*Exercise details*.
Pictures aside, the data must be reproduced exactly.

*Records supplied*.
--------------------------------

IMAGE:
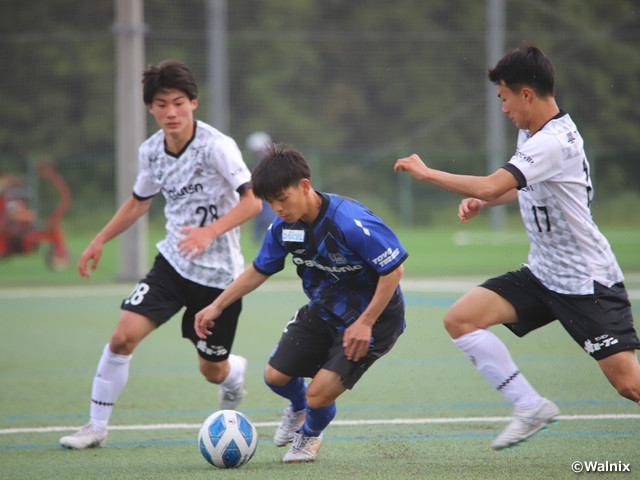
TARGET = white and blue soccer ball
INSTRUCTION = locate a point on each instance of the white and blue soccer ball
(227, 439)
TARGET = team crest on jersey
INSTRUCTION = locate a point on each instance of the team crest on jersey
(292, 235)
(337, 258)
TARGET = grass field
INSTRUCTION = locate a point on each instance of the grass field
(421, 412)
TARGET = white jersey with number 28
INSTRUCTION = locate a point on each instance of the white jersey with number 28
(199, 185)
(567, 251)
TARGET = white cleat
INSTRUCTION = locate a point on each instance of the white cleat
(527, 423)
(291, 423)
(230, 399)
(87, 437)
(304, 448)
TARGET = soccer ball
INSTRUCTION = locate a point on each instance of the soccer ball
(227, 439)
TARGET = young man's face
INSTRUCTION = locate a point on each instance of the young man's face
(293, 203)
(515, 105)
(173, 111)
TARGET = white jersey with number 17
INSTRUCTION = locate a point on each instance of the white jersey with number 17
(200, 184)
(567, 251)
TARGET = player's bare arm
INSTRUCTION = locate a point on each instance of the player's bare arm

--------------------------------

*Reply to the exercise*.
IMAGE:
TARGET = white and blue soccer ball
INSTRUCTION = locate a point on each instance of the white and blue soccer ball
(227, 439)
TARGET = team crest on jersey
INSTRUCTION = locate a point on each instance of the team crest on jersey
(292, 235)
(337, 258)
TARGET = grass field
INSTRUCTION = locate a point on each instance of the grass field
(421, 412)
TARGET = white jersey with number 28
INSTRUCTION = locate a point on each instance of the white jersey with number 28
(199, 185)
(567, 251)
TARGET = white cleat
INSTRUCTION = locate a point on each instance of the white cleat
(527, 423)
(291, 423)
(230, 399)
(87, 437)
(304, 448)
TARGET = soccer ball
INSTRUCTION = locate a point on each instance of the soccer ball
(227, 439)
TARGET = young man's face
INSTRUCTION = locate a point on each instance of the young man's face
(293, 203)
(515, 105)
(173, 111)
TARGET = white jersey with number 17
INSTRUCTION = locate a point on each instance of the white jersey with number 17
(200, 184)
(567, 251)
TARGET = player's bare arm
INSTRUCTION = locate a point on each instance of the player's bare arm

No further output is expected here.